:: Task statement ::
Render every line of the records below as a JSON list of strings, one string per line, with blank lines omitted.

:: Input ::
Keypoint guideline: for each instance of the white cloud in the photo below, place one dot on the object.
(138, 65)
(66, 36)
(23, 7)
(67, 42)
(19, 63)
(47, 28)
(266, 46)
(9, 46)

:: Task answer ::
[
  "Keypoint guideline: for each instance of the white cloud in the photo below, place one dot on the object.",
  "(138, 65)",
  "(66, 36)",
  "(23, 7)",
  "(67, 42)",
  "(19, 63)",
  "(47, 28)",
  "(266, 46)",
  "(9, 46)"
]